> **Passage to read**
┄┄┄┄┄┄┄┄┄┄

The Osi Olubadan, who made this known in an interview with Nigerian Tribune over the weekend when asked why, despite being a multi-billionaire, his lifestyle does not show him as one, explained that

Your lifestyle does portray your worth. You don’t have a private jet to fly you around and enjoy life. You go about in Ankara…

What do you mean? Is my Ankara not clean? What do they expect of a billionaire? As a reasonable person, can you eat more than your stomach can take? Maybe because I have seen it all. If I want to eat amala, I eat it. That is not the way I look at life. My worldview is that it is the responsibility of the elite to bring up the people behind us. If there had been no free education and scholarship, maybe I would not have been educated. Also, the national atmosphere affects your investment. What is the essence of going in a private jet when 80 per cent of Nigerians are not able to feed themselves? There are so many things around that can lead to unrest. When the salary of man is not enough to buy a bag of rice at N30, 000, how do you expect him to live? He will come and waylay you, if you are not careful. So, you will be spending more money on security than you should be spending.

Why do I have to spend my money buying diamond ring or gold? What does Bill Gate wear apart from blue jeans and shirt? The people I related with when I was growing up influenced my life style. I have seen poverty. When I was in school, my mother used to give me her cloths to take and pawn with the pawnbrokers who second hand clothes and it was such money I used to pay my school fees. I dropped out of school for one year in 1961 because my father could not afford to pay my school fees. How much was it then? Was it not 15 pounds? I was in Form 4 then.

My father taught me that there would always be room for excellence. I went for the entrance examination of Ibadan Boys High School and I came back told my father that many people brought their children in big cars. My parents had no cars. That was in 1957. I told him those big men would have influenced the principal. My father said ‘don’t worry; there will always be room for excellence.’ And it paid out. When I took the entrance to Olivet Height, I could not pay the acceptance fee on time. When I got there, the principal (of blessed memory), said registration was late and had been closed. He asked for my name. I said Rashidi Ladoja. He exclaimed, ‘where have you been?’ I said I was looking for money. He asked me to go and meet the vice principal, Mr Onakoya, who was taking Mathematics. They called me in after their meeting and said, ‘how can we deny somebody who came first in the entrance examination a space? They normally would take 25 pupils in a class, but they had to make an extra space for me to be the 26th person in the class.

┄┄┄┄┄┄┄┄┄┄

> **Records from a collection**
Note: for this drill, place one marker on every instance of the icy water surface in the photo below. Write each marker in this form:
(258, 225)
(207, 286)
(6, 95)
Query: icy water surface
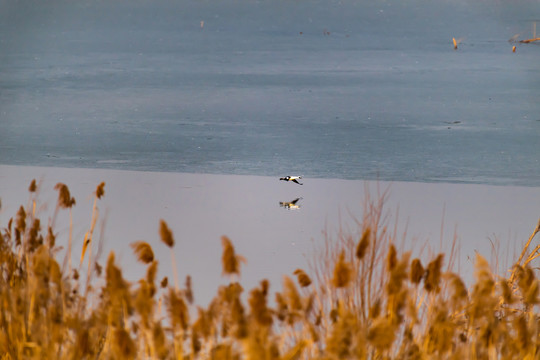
(328, 89)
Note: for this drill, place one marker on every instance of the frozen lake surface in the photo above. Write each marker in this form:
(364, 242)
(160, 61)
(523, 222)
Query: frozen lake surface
(327, 89)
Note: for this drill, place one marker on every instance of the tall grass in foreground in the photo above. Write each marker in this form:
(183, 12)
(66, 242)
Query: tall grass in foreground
(364, 299)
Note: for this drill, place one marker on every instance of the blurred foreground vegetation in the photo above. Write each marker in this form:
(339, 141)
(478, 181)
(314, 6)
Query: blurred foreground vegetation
(360, 299)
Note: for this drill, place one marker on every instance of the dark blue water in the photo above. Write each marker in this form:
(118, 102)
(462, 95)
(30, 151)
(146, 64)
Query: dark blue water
(348, 89)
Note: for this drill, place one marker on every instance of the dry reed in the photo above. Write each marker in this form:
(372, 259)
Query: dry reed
(361, 299)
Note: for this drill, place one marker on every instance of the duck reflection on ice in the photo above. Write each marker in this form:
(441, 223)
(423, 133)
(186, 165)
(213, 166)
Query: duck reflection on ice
(290, 205)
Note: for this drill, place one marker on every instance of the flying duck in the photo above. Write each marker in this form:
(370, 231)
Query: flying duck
(290, 204)
(292, 178)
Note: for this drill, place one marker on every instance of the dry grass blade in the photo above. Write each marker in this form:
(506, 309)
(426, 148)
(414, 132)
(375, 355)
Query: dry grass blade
(143, 251)
(166, 234)
(100, 190)
(64, 197)
(342, 272)
(363, 244)
(303, 278)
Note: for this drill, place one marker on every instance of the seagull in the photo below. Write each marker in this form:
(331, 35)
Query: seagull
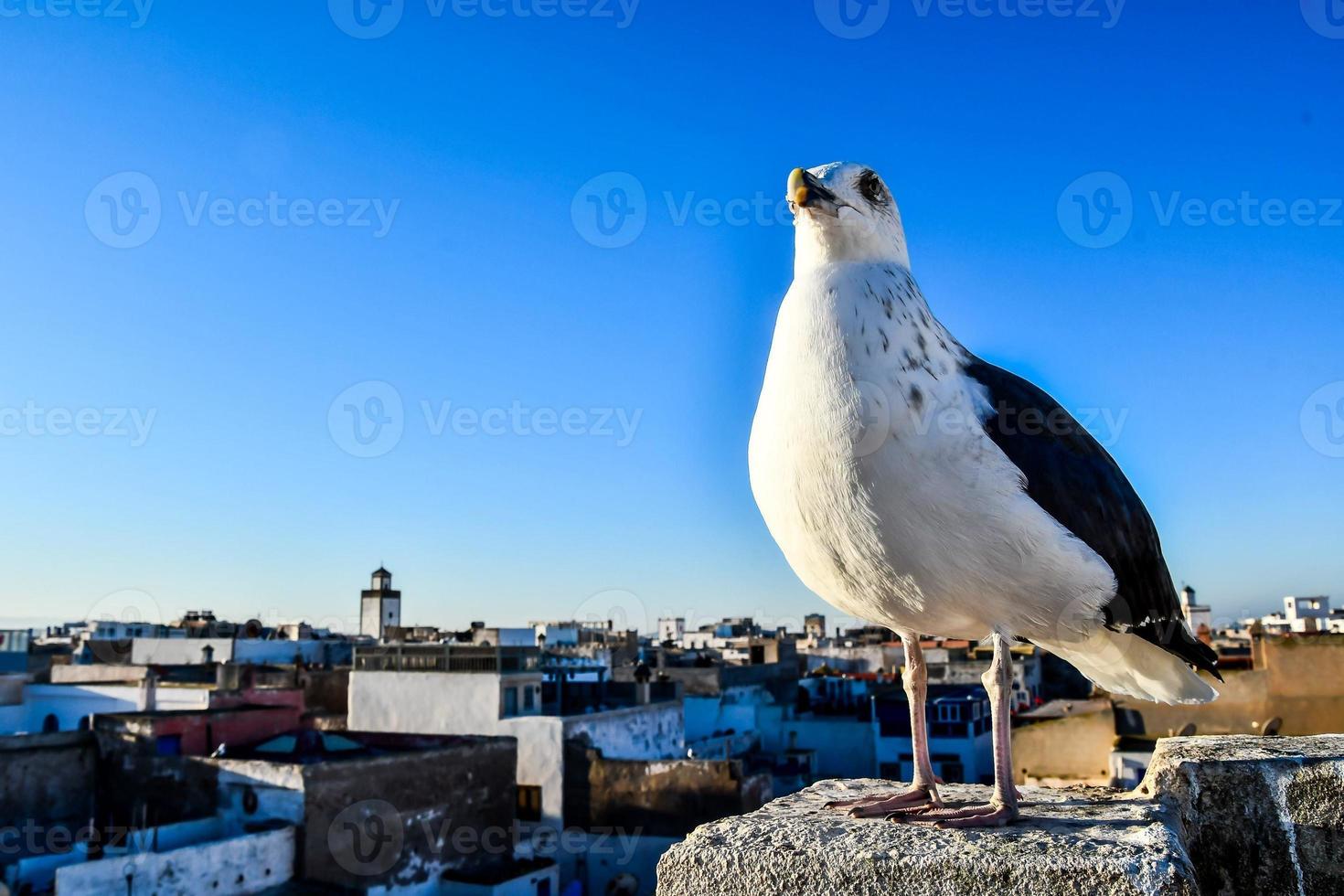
(914, 485)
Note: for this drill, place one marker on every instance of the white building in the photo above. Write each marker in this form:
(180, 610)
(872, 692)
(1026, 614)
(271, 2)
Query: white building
(1300, 615)
(671, 629)
(1195, 613)
(379, 606)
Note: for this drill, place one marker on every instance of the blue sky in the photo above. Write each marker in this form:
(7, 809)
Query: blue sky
(175, 414)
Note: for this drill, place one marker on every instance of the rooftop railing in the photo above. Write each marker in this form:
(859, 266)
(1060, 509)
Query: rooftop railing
(445, 657)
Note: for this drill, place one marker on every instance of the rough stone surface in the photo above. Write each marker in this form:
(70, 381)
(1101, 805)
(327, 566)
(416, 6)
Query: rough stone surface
(1260, 816)
(1218, 816)
(1081, 840)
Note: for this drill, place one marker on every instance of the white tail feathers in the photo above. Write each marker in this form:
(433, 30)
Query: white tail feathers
(1129, 666)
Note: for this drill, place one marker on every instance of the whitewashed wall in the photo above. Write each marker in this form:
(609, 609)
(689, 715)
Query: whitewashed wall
(238, 865)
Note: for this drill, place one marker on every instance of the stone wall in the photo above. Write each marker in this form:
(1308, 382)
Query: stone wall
(48, 778)
(1072, 750)
(414, 815)
(1215, 817)
(1260, 816)
(664, 798)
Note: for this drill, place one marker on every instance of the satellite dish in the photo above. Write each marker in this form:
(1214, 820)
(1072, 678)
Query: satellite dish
(624, 884)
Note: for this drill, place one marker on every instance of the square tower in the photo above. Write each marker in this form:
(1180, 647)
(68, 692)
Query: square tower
(379, 604)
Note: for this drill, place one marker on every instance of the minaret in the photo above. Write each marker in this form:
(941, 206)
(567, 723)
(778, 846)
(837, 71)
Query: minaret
(379, 606)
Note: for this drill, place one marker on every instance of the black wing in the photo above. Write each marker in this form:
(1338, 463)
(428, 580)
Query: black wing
(1074, 480)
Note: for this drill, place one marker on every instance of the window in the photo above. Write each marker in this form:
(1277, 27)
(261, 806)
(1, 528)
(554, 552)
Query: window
(528, 802)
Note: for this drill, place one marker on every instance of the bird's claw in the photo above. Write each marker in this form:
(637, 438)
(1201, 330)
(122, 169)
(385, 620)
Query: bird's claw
(987, 816)
(875, 806)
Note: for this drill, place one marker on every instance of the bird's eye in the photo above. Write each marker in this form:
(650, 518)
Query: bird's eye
(872, 188)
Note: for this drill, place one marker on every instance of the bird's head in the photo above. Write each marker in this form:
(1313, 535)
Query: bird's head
(844, 212)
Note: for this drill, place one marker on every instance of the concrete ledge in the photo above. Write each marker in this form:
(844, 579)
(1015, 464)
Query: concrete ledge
(1069, 841)
(1214, 816)
(1258, 816)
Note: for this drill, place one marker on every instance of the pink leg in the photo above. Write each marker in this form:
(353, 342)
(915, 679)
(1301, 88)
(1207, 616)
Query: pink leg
(923, 790)
(1003, 806)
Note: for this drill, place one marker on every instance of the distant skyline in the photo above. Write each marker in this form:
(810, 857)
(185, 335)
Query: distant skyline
(291, 292)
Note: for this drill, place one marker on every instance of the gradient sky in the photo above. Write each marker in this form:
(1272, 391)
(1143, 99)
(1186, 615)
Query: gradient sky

┄┄┄┄┄┄┄┄┄┄

Duplicate the stretch of the interview excerpt from "Why do I have" through "Form 4 then.".

> **The answer**
Why do I have to spend my money buying diamond ring or gold? What does Bill Gate wear apart from blue jeans and shirt? The people I related with when I was growing up influenced my life style. I have seen poverty. When I was in school, my mother used to give me her cloths to take and pawn with the pawnbrokers who second hand clothes and it was such money I used to pay my school fees. I dropped out of school for one year in 1961 because my father could not afford to pay my school fees. How much was it then? Was it not 15 pounds? I was in Form 4 then.